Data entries
begin

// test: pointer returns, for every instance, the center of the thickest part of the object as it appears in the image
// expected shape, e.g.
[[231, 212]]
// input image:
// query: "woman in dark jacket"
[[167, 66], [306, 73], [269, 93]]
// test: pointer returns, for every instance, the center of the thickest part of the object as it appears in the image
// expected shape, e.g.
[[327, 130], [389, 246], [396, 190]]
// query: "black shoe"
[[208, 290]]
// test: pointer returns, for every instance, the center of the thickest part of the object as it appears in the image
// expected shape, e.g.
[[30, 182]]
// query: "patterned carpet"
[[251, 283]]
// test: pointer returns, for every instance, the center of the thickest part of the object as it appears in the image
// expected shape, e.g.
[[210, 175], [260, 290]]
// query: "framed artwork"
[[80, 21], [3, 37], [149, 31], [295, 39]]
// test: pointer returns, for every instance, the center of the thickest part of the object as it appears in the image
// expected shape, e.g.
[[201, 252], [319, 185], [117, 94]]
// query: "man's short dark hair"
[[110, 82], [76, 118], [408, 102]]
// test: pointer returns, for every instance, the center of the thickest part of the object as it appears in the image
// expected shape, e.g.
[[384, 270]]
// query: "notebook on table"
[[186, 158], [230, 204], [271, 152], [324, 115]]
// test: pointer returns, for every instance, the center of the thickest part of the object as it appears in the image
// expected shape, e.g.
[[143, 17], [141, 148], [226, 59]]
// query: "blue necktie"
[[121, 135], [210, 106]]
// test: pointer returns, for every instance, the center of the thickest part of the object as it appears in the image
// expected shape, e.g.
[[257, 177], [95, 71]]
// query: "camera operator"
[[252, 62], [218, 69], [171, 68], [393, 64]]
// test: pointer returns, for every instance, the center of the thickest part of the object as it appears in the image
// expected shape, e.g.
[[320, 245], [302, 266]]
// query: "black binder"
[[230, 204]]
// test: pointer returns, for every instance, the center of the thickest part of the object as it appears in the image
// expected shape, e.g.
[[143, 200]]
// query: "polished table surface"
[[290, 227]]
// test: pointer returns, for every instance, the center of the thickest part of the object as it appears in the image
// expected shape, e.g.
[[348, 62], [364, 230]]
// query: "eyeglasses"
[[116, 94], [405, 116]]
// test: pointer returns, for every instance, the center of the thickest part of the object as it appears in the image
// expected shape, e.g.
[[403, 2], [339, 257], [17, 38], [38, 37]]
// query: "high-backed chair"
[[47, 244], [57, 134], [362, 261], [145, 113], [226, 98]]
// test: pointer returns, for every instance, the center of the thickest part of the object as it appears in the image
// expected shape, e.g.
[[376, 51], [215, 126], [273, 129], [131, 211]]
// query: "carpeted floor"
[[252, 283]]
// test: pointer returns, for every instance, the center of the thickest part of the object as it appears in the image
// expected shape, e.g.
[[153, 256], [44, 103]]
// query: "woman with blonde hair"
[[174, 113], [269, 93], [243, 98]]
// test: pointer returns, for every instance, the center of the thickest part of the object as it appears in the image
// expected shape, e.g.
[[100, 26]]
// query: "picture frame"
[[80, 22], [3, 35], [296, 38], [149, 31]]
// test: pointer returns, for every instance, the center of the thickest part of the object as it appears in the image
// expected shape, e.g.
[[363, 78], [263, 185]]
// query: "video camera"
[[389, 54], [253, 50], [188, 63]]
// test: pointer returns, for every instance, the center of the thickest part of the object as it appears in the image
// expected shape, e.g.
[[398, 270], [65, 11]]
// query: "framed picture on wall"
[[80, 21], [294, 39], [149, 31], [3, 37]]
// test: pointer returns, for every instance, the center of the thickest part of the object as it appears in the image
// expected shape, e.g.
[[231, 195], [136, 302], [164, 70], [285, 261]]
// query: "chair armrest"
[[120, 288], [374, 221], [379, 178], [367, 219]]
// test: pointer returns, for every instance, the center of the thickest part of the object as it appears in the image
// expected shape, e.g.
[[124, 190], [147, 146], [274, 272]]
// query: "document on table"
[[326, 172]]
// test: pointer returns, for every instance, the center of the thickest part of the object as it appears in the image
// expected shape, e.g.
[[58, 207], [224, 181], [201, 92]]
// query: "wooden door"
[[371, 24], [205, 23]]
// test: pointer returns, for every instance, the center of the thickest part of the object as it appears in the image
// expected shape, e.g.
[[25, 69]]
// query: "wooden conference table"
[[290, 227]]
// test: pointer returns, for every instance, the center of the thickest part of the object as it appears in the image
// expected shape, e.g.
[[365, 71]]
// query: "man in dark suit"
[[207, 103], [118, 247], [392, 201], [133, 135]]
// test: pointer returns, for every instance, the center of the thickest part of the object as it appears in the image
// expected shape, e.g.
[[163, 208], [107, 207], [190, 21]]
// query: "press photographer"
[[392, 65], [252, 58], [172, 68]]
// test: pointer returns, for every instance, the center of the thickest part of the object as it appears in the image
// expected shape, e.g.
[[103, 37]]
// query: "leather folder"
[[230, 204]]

end

REQUEST
Recopy all the lines exactly as they appear.

OUTPUT OF THE EXERCISE
// test: pointer returns, for every instance, the center of the thickest part of the object as it appears in the image
// expected shape, e.g.
[[231, 212]]
// input image:
// query: "woman in dark jacket"
[[167, 66], [306, 73], [269, 93]]
// test: pointer returns, for every instance, the center of the thickest part of the object as it appears in the image
// expected shape, e.g.
[[327, 130], [389, 246], [396, 190]]
// query: "black shoe"
[[208, 290]]
// test: pointer returns, for every instance, the center of the thickest part of the object as it appears in the image
// expected shape, e.g.
[[30, 182]]
// query: "patterned carpet"
[[251, 283]]
// test: pointer returns, for every instance, the center of the thickest part of the object as it appears in the image
// expected shape, e.g.
[[210, 175], [260, 290]]
// query: "framed artwork"
[[80, 21], [3, 37], [149, 31], [295, 39]]
// test: pointer returns, for every instance, the center of the thickest part of the object as it appears in the image
// expected shape, e.g.
[[201, 252], [319, 185], [117, 94]]
// query: "man's short dark hair"
[[110, 82], [76, 118], [408, 102]]
// test: pointer returns, for every instance, the center of the thickest part of the object as it appears in the image
// expected shape, e.g.
[[384, 270]]
// query: "notebook on table"
[[186, 158], [230, 204], [271, 152], [324, 115]]
// test: pointer returns, for every instance, the center of the thickest part of the object as it appears in the image
// expected shape, e.g.
[[143, 17], [141, 148], [226, 59]]
// query: "blue necktie"
[[121, 135], [210, 106]]
// test: pointer returns, for every instance, the center of the thickest part of the object as it appears in the image
// expected shape, e.g.
[[257, 177], [95, 71]]
// query: "camera operator"
[[252, 62], [218, 69], [171, 68], [393, 64]]
// test: pointer returns, for every instance, the center of the thickest part of the object as it appears in the image
// expected shape, e.g.
[[320, 245], [302, 266]]
// query: "black binder"
[[230, 204]]
// test: pointer returns, for every instance, the center of the thickest part of the object as it appears in the image
// expected shape, e.g.
[[143, 200]]
// query: "polished table surface"
[[290, 227]]
// test: pointer returns, for every instance, the center of the thickest part of the object as it appears in the image
// expected shape, e.g.
[[348, 62], [364, 230]]
// query: "eyeglasses"
[[116, 94], [405, 116]]
// test: pointer returns, for every instance, the center of the thickest part of the object as it appears in the image
// expected shape, e.g.
[[403, 2], [339, 257], [17, 38], [38, 37]]
// query: "high-backed chair"
[[47, 244], [57, 134], [362, 261], [145, 113], [226, 98]]
// test: pointer returns, for every instance, the center of the thickest part of the object as it appears in the image
// expected shape, e.g.
[[376, 51], [215, 126], [273, 129], [131, 211]]
// query: "carpeted floor"
[[252, 283]]
// test: pointer returns, for every instance, the center of the thickest part of the object as it appears in the image
// expected shape, e.g.
[[153, 256], [44, 103]]
// query: "woman with blonde hair"
[[174, 113], [269, 93], [243, 98]]
// test: pointer returns, for every instance, the center of the thickest part of the object as it appears in the image
// expected shape, e.g.
[[100, 26]]
// query: "picture frame"
[[80, 22], [3, 35], [296, 38], [149, 31]]
// test: pointer returns, for every instance, the center of the thickest part of the object as it appears in the image
// expected shape, e.g.
[[363, 78], [263, 185]]
// query: "video camera"
[[389, 54], [253, 50], [188, 63]]
// test: pointer returns, for every instance, the center of the thickest part of the object as it appears in the image
// expected shape, e.g.
[[398, 270], [65, 11]]
// query: "framed picture on wall"
[[80, 21], [294, 39], [149, 31], [3, 37]]
// test: pointer returns, for every instance, the center of the thickest part of the object as it appears in the image
// expected shape, e.g.
[[231, 195], [136, 302], [164, 70], [285, 261]]
// query: "chair armrest"
[[120, 288], [374, 221], [379, 178], [367, 219]]
// test: pointer returns, for every instance, the center of the thickest part of the object as it appears in the image
// expected shape, e.g.
[[124, 190], [147, 146], [274, 272]]
// query: "document on table"
[[326, 172]]
// test: pointer returns, for every instance, the center of the thickest part of the object as it appears in the image
// expected shape, e.g.
[[58, 207], [224, 181], [201, 92]]
// query: "wooden door"
[[371, 24], [205, 23]]
// test: pointer returns, for every instance, the center of the thickest part of the object as it appears in the image
// expected shape, e.g.
[[25, 69]]
// query: "wooden conference table"
[[290, 227]]
// test: pointer returns, for every instance, the center of the thickest part of the object as it appears in the image
// expected shape, e.g.
[[365, 71]]
// query: "man in dark suit"
[[207, 103], [118, 247], [392, 201], [133, 135]]
// test: pointer returns, for every instance, the center of the thickest part of the object as it appears in the image
// expected shape, e.g.
[[163, 208], [107, 207], [190, 21]]
// query: "press photographer"
[[392, 65], [252, 58], [172, 68]]
// test: pointer returns, for every instance, the center of the thickest part of the object as it appears in the image
// expected shape, e.g.
[[103, 37]]
// query: "leather folder"
[[230, 204]]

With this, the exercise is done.